• [INSTRUCTION 1]: Using the B&O Railroad article, decide whether each statement agrees with it: (a) The B&O was founded on February 27th, 1827. (b) The "Fair of the Iron Horse" took place in Chicago. (c) H. J. Coventry built the models with no helpers. Answer yes or no for each and quote the words that settle it.
• [INSTRUCTION 2]: In the B&O Railroad article, how long was the diorama?

• [DOCUMENT SECTION]:
>> begin

This month at ModelTrainStuff we’re paying tribute to the founding of America’s first common carrier the Baltimore & Ohio Railroad on February 27th, 1827. The B&O Railroad Museum once issued a poster with the legend “America Grew Up on Trains” and the B&O railroad started our Nation on that glorious journey. The B&O had to invent almost everything it needed since the fledging railroad industry was in its infancy and because of that, the company was saddled with a hefty debt load from the start. More disruptive was the fact that since the B&O bore the brunt of “research and development”, many of B&O’s newer competitors had a distinct advantage with “off the shelf” technology. But the B&O was always blessed with a resourceful management team that created many impressive “Firsts” in railroading.
Just as the B&O started our actual railroad network, the B&O also played a material role in the world of historical preservation and model railroading. To celebrate the centennial of the railroad in 1927, B&O staged the lavish “Fair of the Iron Horse” in late September and early October of that year at the Baltimore suburb of Halethorpe, MD. Clearly the collection of railroad motive power and the daily railroad pageant were the stars of the show. But the B&O launched serious interest in scale model building by way of a 500 foot-long diorama that started in Baltimore in 1827 and ended in Chicago in 1927. To illustrate the development of the B&O, the railroad commissioned a professional model builder H. J. Coventry to construct ½” scale models of representative B&O locomotives, cars and bridges. The railroad also assigned six machinists to work with Coventry in a specially-equipped shop within the Mt. Clare Shop complex.

>> end

• [PROVIDED DATA]:
>> begin

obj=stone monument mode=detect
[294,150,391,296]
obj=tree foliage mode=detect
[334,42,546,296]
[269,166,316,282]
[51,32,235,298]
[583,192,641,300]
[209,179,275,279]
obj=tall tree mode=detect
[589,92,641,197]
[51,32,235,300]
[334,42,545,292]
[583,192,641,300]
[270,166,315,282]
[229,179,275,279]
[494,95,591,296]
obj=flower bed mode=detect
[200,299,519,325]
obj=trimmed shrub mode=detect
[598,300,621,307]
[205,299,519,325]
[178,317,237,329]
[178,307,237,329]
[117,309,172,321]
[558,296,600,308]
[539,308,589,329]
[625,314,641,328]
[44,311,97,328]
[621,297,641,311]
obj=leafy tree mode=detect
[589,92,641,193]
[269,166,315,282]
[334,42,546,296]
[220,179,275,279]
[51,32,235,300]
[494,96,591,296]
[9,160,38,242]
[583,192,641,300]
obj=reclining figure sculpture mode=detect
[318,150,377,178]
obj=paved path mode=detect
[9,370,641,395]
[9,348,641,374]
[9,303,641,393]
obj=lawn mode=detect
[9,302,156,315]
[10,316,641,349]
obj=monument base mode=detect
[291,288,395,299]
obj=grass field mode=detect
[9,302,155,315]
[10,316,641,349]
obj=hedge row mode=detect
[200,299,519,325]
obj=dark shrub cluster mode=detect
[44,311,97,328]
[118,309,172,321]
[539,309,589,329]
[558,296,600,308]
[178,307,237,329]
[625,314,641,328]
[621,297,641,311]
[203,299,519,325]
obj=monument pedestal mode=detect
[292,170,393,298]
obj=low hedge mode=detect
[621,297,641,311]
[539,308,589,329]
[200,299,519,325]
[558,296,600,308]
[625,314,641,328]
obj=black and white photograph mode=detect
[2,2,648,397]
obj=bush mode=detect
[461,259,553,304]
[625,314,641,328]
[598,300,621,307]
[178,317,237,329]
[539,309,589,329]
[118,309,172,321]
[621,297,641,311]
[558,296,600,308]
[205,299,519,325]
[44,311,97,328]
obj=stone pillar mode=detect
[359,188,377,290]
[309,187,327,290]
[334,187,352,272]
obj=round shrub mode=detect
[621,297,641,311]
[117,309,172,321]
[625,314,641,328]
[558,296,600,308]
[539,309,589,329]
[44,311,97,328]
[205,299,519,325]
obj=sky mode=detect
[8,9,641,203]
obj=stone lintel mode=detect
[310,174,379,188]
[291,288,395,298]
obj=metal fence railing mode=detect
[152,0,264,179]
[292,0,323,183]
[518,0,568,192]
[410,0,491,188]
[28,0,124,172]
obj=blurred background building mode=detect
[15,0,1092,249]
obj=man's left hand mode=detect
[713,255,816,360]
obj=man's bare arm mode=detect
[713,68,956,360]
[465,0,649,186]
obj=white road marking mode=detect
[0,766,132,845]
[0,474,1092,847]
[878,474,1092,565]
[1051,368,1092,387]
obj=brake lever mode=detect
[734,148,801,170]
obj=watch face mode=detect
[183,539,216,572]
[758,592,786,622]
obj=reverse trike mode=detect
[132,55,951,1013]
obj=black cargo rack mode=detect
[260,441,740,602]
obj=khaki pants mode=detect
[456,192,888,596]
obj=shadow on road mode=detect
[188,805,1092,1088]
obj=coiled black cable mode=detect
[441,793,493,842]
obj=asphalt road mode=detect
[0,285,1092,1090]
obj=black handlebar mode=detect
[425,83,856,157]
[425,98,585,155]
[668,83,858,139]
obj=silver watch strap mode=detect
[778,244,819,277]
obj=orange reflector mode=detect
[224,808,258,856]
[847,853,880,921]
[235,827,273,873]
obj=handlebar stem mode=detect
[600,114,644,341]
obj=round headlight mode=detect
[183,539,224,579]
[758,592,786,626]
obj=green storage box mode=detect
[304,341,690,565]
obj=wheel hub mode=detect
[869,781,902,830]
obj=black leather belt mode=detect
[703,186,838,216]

>> end

• [TASK RESPONSE 1]:
(a) Yes: "the founding of America’s first common carrier the Baltimore & Ohio Railroad on February 27th, 1827"
(b) No: "at the Baltimore suburb of Halethorpe, MD"
(c) No: "The railroad also assigned six machinists to work with Coventry"

• [TASK RESPONSE 2]: 500 feet long